- Work task: For the string "forested", find every matching line in the records and copy it.

- The data:

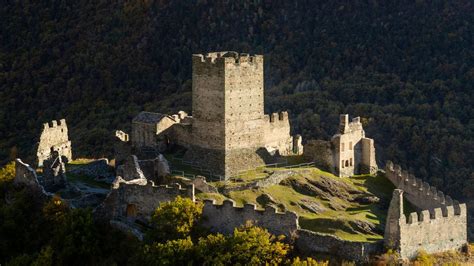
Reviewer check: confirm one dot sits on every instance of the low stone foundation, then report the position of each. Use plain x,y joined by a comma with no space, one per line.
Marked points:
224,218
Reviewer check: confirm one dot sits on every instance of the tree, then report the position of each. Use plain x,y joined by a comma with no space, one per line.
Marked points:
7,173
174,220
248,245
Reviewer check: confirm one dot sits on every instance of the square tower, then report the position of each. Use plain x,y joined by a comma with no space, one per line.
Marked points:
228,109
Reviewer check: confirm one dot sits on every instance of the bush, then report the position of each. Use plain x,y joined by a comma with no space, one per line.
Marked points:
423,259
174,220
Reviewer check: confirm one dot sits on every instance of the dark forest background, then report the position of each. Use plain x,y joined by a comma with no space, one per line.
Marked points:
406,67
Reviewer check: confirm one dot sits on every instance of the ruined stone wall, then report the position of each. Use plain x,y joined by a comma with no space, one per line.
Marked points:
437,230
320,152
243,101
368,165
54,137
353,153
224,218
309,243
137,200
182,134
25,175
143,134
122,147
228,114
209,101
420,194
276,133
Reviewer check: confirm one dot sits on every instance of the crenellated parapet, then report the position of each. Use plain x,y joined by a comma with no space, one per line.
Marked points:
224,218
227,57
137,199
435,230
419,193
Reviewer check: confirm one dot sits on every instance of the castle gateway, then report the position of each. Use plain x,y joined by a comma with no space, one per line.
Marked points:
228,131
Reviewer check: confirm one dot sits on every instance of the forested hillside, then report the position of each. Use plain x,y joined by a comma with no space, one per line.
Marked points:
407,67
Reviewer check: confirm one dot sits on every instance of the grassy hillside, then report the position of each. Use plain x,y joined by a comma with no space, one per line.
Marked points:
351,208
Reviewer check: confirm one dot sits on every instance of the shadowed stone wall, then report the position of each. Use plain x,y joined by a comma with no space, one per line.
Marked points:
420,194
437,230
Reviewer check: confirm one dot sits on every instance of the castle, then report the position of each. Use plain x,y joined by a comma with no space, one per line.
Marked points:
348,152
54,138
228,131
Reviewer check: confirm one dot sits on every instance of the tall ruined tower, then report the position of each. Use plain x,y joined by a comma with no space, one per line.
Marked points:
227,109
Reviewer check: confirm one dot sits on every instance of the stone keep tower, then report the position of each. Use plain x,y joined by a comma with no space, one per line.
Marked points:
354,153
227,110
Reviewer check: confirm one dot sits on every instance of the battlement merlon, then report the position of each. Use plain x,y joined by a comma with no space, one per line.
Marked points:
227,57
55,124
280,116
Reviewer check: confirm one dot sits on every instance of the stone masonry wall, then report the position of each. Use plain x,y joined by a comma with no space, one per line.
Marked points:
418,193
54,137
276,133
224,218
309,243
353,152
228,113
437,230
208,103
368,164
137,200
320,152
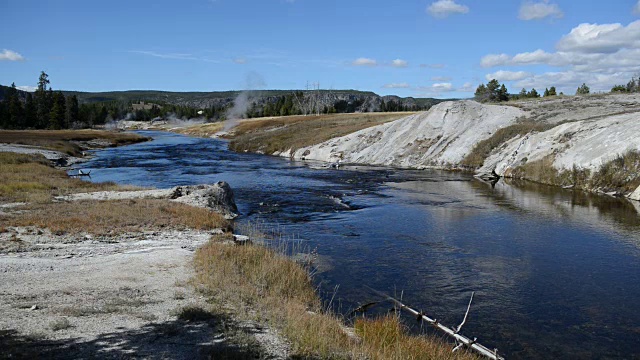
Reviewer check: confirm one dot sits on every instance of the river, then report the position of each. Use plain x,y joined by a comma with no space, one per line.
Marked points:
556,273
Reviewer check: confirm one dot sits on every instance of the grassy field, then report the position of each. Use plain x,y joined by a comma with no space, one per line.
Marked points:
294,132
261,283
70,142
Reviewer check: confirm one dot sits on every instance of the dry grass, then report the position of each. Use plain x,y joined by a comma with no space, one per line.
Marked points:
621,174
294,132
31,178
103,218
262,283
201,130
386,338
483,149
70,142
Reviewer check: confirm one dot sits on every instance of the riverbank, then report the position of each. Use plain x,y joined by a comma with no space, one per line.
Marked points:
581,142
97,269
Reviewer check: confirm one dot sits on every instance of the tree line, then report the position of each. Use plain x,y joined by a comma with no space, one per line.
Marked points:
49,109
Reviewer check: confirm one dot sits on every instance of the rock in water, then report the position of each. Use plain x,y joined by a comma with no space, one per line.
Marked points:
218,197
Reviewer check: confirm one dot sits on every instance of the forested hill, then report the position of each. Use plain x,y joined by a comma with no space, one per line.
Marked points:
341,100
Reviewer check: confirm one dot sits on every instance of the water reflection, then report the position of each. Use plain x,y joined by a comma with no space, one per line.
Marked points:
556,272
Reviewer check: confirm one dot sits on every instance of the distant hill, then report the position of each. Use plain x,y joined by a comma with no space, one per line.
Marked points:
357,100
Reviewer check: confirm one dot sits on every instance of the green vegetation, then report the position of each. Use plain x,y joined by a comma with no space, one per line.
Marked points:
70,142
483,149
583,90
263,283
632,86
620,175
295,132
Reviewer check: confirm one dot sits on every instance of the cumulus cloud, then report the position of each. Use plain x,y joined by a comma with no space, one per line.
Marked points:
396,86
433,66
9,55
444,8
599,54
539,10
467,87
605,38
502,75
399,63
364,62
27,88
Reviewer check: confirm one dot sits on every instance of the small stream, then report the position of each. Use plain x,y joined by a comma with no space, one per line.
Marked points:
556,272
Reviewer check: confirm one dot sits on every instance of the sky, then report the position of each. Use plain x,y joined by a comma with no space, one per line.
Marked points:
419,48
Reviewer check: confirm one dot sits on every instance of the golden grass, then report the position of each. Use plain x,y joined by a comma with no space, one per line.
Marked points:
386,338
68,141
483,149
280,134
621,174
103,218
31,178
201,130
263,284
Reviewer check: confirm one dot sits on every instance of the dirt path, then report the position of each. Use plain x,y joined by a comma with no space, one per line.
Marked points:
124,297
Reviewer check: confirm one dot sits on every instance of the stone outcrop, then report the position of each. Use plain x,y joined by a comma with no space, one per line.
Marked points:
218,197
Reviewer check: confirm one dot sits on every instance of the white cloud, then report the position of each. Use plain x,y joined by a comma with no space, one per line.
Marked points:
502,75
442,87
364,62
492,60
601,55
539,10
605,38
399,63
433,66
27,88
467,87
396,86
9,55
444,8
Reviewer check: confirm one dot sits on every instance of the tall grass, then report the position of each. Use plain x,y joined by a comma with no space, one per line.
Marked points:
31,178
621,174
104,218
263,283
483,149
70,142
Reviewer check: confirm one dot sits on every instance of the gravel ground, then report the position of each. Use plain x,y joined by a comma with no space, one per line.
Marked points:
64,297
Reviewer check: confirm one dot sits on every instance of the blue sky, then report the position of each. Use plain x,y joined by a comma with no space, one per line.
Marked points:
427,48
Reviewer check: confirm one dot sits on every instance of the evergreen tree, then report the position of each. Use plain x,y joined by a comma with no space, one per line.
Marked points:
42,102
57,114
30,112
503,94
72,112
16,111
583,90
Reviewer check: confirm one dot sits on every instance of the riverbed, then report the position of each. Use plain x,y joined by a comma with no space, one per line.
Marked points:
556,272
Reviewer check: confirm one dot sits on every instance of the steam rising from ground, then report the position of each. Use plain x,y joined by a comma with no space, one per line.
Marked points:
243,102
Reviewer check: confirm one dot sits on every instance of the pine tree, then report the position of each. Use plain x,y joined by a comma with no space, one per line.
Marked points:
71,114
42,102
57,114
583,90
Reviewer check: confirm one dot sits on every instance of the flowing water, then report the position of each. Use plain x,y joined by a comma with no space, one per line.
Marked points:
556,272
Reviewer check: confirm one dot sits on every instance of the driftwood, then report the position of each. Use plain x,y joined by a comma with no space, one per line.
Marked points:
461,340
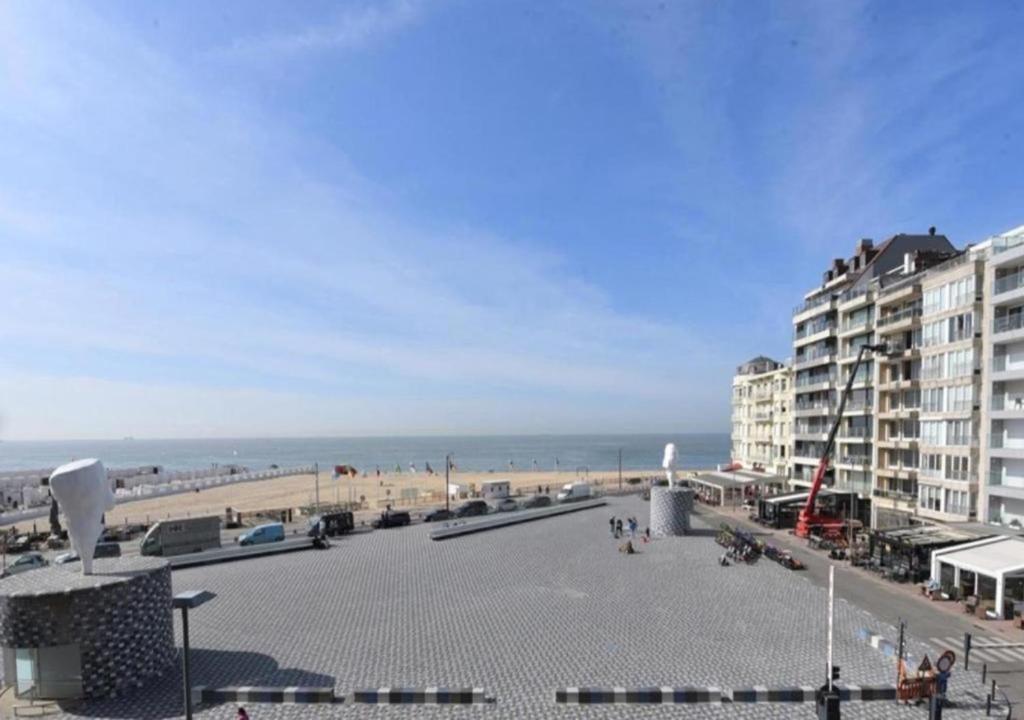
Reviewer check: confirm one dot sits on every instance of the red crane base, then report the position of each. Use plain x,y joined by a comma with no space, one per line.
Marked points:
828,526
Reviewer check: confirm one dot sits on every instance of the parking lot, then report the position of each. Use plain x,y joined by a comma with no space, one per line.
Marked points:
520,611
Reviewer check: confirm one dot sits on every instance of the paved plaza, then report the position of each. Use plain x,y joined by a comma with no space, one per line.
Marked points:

---

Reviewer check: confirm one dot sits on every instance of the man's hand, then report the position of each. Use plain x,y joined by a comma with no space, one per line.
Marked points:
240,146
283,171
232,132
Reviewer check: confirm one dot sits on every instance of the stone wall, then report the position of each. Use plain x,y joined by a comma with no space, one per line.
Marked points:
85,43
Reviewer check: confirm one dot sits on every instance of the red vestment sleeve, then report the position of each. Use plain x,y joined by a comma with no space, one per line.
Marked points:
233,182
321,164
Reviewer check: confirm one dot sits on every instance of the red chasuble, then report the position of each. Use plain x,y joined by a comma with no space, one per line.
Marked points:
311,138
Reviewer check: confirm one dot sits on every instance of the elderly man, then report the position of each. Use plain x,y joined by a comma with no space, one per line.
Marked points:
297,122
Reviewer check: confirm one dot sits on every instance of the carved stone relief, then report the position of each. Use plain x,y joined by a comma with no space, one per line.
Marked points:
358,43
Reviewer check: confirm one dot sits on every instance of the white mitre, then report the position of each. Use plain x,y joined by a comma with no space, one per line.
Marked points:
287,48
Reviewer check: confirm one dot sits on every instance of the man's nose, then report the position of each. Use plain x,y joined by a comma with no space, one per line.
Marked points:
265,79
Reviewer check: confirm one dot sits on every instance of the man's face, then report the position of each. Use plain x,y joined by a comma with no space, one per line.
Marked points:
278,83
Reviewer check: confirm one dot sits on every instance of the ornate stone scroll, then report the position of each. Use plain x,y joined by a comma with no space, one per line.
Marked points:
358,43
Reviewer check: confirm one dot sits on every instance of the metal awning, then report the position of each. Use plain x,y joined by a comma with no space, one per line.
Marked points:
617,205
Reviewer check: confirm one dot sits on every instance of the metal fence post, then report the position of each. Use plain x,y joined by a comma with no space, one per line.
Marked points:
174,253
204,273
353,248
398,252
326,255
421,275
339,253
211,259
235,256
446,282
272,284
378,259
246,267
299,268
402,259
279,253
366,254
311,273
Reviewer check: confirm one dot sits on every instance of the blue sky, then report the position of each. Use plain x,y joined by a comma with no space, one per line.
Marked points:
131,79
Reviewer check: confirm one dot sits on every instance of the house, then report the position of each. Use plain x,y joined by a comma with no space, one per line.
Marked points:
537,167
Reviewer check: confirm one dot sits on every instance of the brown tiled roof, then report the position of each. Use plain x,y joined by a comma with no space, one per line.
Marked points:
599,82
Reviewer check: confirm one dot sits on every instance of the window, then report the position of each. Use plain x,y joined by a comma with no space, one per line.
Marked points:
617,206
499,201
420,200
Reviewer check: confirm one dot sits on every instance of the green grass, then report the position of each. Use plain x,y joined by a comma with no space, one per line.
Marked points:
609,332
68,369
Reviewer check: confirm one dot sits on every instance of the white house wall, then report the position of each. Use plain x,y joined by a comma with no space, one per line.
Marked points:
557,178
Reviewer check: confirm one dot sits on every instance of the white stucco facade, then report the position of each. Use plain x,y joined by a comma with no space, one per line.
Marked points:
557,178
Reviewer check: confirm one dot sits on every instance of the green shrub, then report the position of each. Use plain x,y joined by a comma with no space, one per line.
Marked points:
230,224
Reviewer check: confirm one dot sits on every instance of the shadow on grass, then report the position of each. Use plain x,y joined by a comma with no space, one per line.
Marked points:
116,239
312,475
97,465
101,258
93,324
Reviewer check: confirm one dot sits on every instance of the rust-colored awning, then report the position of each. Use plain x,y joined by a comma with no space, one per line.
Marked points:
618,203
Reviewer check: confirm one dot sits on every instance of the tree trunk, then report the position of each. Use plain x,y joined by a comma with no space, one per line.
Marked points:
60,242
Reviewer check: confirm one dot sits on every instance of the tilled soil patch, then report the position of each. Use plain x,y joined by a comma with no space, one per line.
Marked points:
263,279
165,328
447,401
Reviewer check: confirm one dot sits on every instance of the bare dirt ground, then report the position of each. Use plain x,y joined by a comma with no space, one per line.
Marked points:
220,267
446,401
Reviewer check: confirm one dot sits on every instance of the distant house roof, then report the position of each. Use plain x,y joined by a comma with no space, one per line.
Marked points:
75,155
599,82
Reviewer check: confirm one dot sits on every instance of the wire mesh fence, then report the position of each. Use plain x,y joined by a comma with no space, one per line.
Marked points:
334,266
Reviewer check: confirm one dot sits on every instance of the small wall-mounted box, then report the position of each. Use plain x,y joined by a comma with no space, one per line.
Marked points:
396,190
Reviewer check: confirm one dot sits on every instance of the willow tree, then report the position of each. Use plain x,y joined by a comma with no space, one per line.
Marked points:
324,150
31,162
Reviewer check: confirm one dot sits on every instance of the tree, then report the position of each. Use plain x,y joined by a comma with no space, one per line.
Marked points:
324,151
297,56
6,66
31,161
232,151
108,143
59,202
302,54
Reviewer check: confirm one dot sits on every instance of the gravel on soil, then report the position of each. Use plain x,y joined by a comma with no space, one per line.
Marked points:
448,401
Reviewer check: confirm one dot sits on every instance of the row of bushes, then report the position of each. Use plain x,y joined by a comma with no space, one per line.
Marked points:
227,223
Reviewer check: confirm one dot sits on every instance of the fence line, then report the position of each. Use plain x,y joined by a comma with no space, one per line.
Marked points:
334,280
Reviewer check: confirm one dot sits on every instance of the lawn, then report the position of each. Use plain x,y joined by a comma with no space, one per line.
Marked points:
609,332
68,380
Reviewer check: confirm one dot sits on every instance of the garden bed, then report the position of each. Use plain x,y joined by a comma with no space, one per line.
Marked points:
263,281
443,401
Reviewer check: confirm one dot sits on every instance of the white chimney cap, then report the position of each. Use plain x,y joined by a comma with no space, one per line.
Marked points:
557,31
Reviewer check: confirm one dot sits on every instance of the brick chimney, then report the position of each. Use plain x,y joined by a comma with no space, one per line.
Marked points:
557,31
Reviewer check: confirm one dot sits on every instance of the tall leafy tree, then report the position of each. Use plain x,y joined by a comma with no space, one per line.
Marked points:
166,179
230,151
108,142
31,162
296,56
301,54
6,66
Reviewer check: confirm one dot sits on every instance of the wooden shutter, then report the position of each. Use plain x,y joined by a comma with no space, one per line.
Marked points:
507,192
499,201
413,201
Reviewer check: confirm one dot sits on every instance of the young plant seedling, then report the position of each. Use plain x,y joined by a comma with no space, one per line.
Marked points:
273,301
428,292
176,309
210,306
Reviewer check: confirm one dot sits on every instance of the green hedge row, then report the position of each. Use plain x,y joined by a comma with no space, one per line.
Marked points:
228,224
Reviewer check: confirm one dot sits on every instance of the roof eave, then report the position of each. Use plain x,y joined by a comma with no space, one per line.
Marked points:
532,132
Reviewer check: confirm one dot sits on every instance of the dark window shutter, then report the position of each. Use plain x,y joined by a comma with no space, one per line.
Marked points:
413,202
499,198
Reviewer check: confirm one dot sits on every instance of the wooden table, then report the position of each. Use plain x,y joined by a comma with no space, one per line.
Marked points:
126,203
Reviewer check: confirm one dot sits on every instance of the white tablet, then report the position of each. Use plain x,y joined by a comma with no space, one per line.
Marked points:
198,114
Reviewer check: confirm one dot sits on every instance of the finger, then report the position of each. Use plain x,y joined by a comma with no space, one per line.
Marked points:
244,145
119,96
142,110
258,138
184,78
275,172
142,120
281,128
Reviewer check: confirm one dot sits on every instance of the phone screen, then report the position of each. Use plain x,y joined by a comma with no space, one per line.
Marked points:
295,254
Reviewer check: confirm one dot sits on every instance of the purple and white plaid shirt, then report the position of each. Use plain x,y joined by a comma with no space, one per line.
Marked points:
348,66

- Answer for this exercise:
Reviewer check: confirm one dot sits on every instance of the forested hillside, then report the position of each. Use plain x,y joined by a comma with no space, one per line.
Reviewer check: confirm one dot sits on every instance of the forested hill, then report the position of each. Use plain x,y joined by a comma with no space, one per line.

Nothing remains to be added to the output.